▶ _Instruction_
Reproduce every entry below verbatim, preserving each character, line break, and blank space.

▶ _Entries supplied_
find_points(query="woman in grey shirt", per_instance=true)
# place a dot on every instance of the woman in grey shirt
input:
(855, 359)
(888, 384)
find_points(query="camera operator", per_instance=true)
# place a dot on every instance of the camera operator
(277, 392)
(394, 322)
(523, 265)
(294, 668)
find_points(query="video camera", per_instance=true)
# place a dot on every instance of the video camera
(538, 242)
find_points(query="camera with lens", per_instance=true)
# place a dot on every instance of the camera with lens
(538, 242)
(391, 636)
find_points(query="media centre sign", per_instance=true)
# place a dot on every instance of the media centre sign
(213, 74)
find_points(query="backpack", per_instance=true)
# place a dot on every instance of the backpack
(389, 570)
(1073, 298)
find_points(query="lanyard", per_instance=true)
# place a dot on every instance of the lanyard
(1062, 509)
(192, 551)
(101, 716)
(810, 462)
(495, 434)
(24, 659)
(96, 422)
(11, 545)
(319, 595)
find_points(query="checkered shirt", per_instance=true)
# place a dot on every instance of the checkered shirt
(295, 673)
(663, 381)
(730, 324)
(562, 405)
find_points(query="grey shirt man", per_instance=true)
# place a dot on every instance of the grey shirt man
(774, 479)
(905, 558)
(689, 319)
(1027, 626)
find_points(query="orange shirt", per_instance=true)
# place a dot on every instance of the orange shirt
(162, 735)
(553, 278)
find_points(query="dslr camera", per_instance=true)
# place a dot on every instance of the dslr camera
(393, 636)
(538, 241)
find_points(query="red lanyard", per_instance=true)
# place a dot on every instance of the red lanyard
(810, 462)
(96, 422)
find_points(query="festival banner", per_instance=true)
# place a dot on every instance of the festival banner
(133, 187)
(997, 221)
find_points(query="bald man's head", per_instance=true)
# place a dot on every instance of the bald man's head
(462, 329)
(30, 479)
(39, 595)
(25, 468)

▶ _Task response_
find_points(query="woman in grey shirt", per_instance=true)
# place a dot on every instance of the woman in grey shirt
input:
(855, 359)
(888, 384)
find_points(query="camera operator", per_instance=true)
# place a dot on every instance of the camera operator
(277, 392)
(394, 322)
(523, 265)
(294, 668)
find_points(query="video camera", per_instance=true)
# place a dot on every instance of the video camera
(538, 242)
find_points(query="camera with lens", per_instance=true)
# place a dot on every instance of the camera with lens
(538, 242)
(391, 636)
find_points(query="media centre sign", per_instance=true)
# place a dot on every instance of the media centre sign
(213, 74)
find_points(query="backpack", per_instance=true)
# place a dot on every instance of the backpack
(389, 570)
(1073, 298)
find_points(query="lanyard", per_instance=true)
# place a dot on every instance of the lanyard
(1062, 509)
(192, 551)
(101, 716)
(810, 462)
(495, 434)
(24, 659)
(96, 422)
(11, 545)
(319, 595)
find_points(query="checkered shirt", per_instance=true)
# place a dot on every instance of the checkered shirt
(295, 673)
(663, 381)
(730, 324)
(562, 405)
find_points(query="grey shirt man", per_instance=true)
# place a dot on every instance of the grey shirt man
(774, 479)
(905, 558)
(689, 319)
(1027, 626)
find_points(query="orange shirt", per_instance=true)
# place a dot on every instance of the orange shirt
(162, 735)
(553, 278)
find_points(query="dslr camera", per_instance=true)
# place a dot on every instance of the dslr camera
(393, 636)
(538, 241)
find_points(query="red lanyard", per_instance=true)
# place a dot on every instance of the red lanyard
(810, 462)
(96, 422)
find_points(query="festival banner", per_instance=true)
# place a dot on every instance of the festival banner
(133, 187)
(997, 221)
find_points(query="bald man's head", per_instance=true)
# place a dot on every instance of the bald man's head
(462, 329)
(30, 479)
(39, 595)
(25, 468)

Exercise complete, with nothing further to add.